Entries taken from a collection:
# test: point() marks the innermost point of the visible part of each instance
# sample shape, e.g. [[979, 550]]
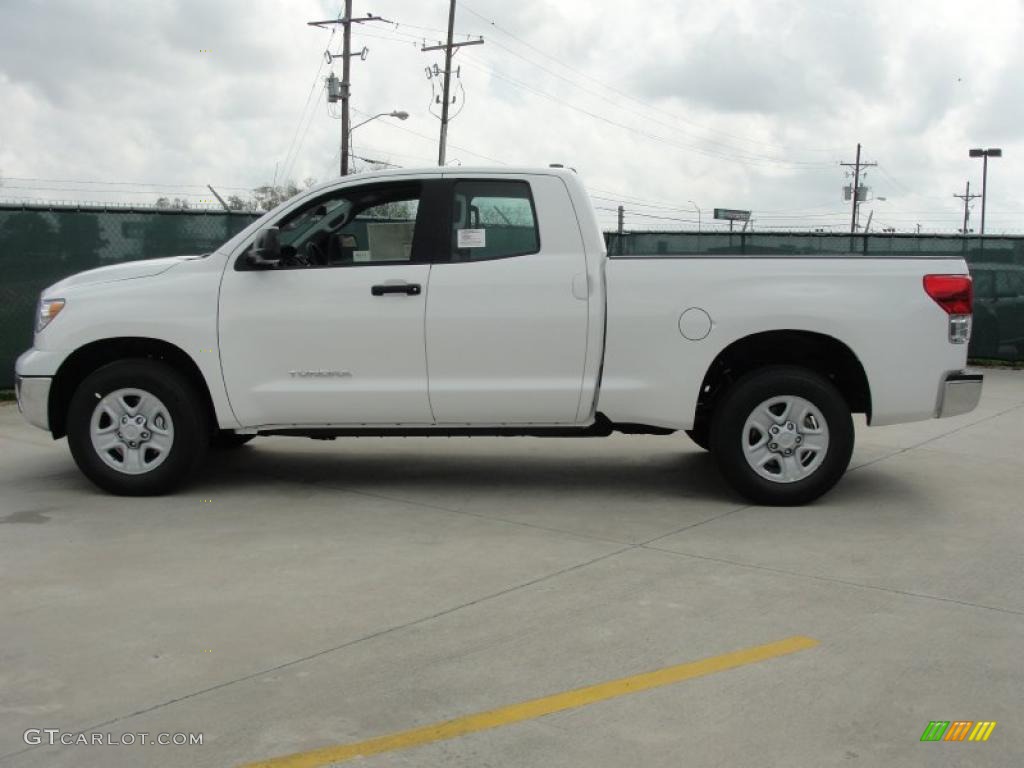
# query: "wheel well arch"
[[819, 352], [95, 354]]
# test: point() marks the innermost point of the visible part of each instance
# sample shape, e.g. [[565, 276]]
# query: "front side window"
[[373, 224], [493, 220]]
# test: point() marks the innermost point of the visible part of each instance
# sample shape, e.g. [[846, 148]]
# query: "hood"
[[115, 272]]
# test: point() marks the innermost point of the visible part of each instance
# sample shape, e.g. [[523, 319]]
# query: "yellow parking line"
[[538, 707]]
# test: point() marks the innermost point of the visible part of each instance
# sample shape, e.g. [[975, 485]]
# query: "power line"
[[641, 132], [120, 183], [622, 93]]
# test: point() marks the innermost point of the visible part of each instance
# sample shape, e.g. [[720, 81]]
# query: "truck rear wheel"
[[782, 435], [136, 428], [700, 434]]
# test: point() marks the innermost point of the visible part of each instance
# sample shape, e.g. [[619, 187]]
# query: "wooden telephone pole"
[[450, 48]]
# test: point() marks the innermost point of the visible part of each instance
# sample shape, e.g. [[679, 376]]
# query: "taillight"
[[954, 293]]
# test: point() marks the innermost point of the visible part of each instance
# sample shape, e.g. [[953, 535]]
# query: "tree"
[[268, 197]]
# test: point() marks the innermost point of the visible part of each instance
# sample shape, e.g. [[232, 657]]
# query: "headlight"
[[48, 309]]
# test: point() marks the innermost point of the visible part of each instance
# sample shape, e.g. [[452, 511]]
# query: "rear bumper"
[[960, 394], [33, 399]]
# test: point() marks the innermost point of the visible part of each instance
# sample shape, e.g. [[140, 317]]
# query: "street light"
[[698, 212], [985, 155], [400, 114]]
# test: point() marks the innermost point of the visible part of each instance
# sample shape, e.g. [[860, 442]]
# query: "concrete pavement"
[[302, 594]]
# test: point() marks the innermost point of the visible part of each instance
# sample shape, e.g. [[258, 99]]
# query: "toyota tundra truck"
[[485, 302]]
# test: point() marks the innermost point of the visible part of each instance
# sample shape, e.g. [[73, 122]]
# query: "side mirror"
[[265, 253]]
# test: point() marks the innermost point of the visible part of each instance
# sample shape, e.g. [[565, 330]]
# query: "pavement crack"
[[341, 646], [833, 580]]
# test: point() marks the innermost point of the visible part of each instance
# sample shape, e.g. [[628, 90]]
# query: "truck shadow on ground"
[[672, 474]]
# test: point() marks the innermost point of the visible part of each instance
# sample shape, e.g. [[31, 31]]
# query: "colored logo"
[[958, 730]]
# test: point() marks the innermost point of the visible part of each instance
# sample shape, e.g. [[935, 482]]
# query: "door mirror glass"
[[265, 253]]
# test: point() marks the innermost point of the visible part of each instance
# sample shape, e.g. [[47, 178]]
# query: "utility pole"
[[967, 197], [856, 165], [450, 49], [342, 92], [985, 155]]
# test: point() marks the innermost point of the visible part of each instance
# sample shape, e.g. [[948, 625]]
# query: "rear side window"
[[493, 220]]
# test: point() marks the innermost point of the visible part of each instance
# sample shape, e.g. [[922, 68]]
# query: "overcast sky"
[[730, 103]]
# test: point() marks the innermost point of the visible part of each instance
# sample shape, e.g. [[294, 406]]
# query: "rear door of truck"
[[507, 304]]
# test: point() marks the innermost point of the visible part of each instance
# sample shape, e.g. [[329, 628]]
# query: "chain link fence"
[[40, 245]]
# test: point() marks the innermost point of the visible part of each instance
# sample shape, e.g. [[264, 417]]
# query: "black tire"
[[727, 434], [183, 406], [225, 439], [700, 434]]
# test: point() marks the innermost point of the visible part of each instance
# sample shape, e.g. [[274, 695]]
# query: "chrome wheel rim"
[[785, 439], [131, 430]]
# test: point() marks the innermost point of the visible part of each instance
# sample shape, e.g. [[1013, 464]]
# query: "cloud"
[[741, 103]]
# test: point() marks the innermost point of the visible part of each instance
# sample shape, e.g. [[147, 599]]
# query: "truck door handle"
[[410, 289]]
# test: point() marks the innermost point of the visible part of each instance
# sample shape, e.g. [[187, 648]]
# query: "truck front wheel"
[[136, 428], [782, 435]]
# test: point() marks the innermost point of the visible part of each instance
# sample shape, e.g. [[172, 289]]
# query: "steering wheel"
[[292, 257], [314, 254]]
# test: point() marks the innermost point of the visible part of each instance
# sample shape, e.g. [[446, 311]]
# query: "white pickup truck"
[[483, 302]]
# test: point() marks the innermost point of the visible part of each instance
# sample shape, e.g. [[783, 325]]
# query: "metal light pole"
[[400, 114], [984, 155]]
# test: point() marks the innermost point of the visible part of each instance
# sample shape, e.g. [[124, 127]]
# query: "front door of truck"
[[507, 307], [334, 335]]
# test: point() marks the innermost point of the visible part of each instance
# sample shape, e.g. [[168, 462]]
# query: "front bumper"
[[960, 394], [34, 398]]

### WORK REQUIRED
The entries above should be retyped word for word, with all pictures omitted.

### FINISHED TASK
# test: point() marks the innermost point of the visible part of each instance
# sample shape, e.g. [[979, 550]]
# query: "wheel well arch"
[[819, 352], [95, 354]]
# test: point() marks the innermost point of the visible part of each instance
# sample shape, e.g. [[565, 276]]
# query: "front side window"
[[373, 224], [493, 220]]
# test: point() marks the innermost point of the visible part of each instance
# sample shape, e.g. [[846, 148]]
# query: "hood"
[[115, 272]]
# test: point() marks the innermost point of the visible part of each instance
# sample shape, e.g. [[523, 319]]
# query: "yellow parking line"
[[538, 707]]
# test: point() marks the innermost point of the visible part of each instance
# sample shape, e.g. [[975, 485]]
# query: "power line"
[[641, 132], [120, 183], [622, 93]]
# test: point() marks the innermost point of the visible part of each instance
# sample shape, e.g. [[720, 81]]
# query: "truck rear wheel"
[[782, 435], [136, 428], [700, 434]]
# test: point() marks the innermost point of the visible part of each instance
# sample shape, e.g. [[619, 187]]
# query: "wooden telephone pole"
[[450, 48]]
# test: point() marks the innermost point of the visible part of each instance
# sample shape, e.g. [[679, 376]]
# query: "taillight"
[[954, 293]]
# test: point() marks the innermost point of the visible part of each instance
# sample shape, e.g. [[953, 535]]
# query: "tree"
[[268, 197]]
# test: point() marks the innermost point of the visible part of each instance
# sample shape, e.g. [[232, 657]]
# query: "headlight"
[[48, 309]]
# test: point() marks the innermost point of the visible part of each instance
# sample shape, e.g. [[452, 511]]
# query: "rear bumper"
[[960, 394], [33, 399]]
# test: point() marks the innermost point of the visible part of each instance
# sample shape, e.g. [[140, 317]]
# query: "street light"
[[698, 212], [985, 155], [400, 114]]
# test: point() marks the innermost point of the visible part of each instance
# sample shape, e.g. [[860, 442]]
# query: "concrete pavement"
[[302, 594]]
# test: point() marks the innermost point of the visible part of each instance
# sample shape, e.g. [[258, 99]]
# query: "toyota tundra truck"
[[485, 302]]
# test: point() marks the innermost point of the visible part of each instance
# sample shape, e.g. [[73, 122]]
# query: "side mirror"
[[265, 253]]
# test: point() marks the innermost point of the visible part of each instance
# sample shape, e.g. [[565, 330]]
# query: "pavement crack"
[[341, 646], [833, 580]]
# test: point() marks the innermost point of the visible part of each instance
# sample shape, e.g. [[628, 90]]
# query: "truck shadow on ground"
[[672, 474]]
# test: point() marks the innermost point of the visible part of each instance
# sample shape, e.g. [[31, 31]]
# query: "colored logo"
[[958, 730]]
# test: point() marks the innermost point of the visible part of each instance
# sample shape, e.g. [[935, 482]]
# query: "door mirror glass"
[[265, 253]]
# test: point() marks the innermost point of the visible part of each instance
# sample shape, e.g. [[47, 178]]
# query: "utility pole"
[[967, 197], [856, 165], [450, 49], [342, 92], [985, 155]]
# test: point() marks the innermost point of the visible part of each instance
# sample shape, e.g. [[948, 625]]
# query: "rear side window"
[[493, 220]]
# test: point() marks the innermost point of the visible part of each instance
# sample shape, e.g. [[922, 68]]
# query: "overcast sky"
[[730, 103]]
# test: point() marks the innermost point of the visible part of each instance
# sample shape, e.g. [[294, 406]]
# query: "rear door of truck"
[[507, 304]]
# test: point() marks the innermost point of the visible part of each instance
# sample shape, e.g. [[329, 628]]
# query: "chain link fence"
[[40, 245]]
# test: point() marks the innermost point of the visible part of each instance
# sample shape, e.g. [[264, 417]]
# query: "black tire"
[[727, 434], [183, 406], [225, 439], [700, 434]]
# test: point() marks the innermost point of the visible part of each instance
# sample shape, e.g. [[274, 695]]
# query: "chrome wheel rim"
[[785, 439], [131, 430]]
# test: point() marks the innermost point of the visible part of each instance
# sample shape, e.g. [[1013, 464]]
# query: "cloud"
[[741, 103]]
# test: point() marks the innermost point of the visible part of each instance
# sample shape, e.g. [[147, 599]]
# query: "truck door handle"
[[410, 289]]
# test: point() marks the innermost point of the visible part of each instance
# sample shape, e.g. [[187, 648]]
# query: "truck front wheel"
[[136, 428], [782, 435]]
# test: point() marks the innermost point of the visible part of each instance
# sample shape, e.g. [[172, 289]]
# query: "steering wheel"
[[292, 257], [314, 254]]
# test: point() marks the innermost point of the visible part of each instance
# sample shape, e.g. [[446, 311]]
# query: "white pickup truck"
[[483, 302]]
# test: point() marks the innermost point of the visible part of each instance
# sample shape, e.g. [[783, 325]]
# query: "metal light pole"
[[400, 114], [984, 155]]
# test: point() marks the innermost point of the visible part of each instance
# sample shape, e.g. [[124, 127]]
# query: "front door of truck"
[[507, 307], [334, 335]]
# test: point() marks the innermost point of the visible part of each instance
# sample shape, e.g. [[168, 462]]
# query: "front bumper"
[[960, 394], [34, 398]]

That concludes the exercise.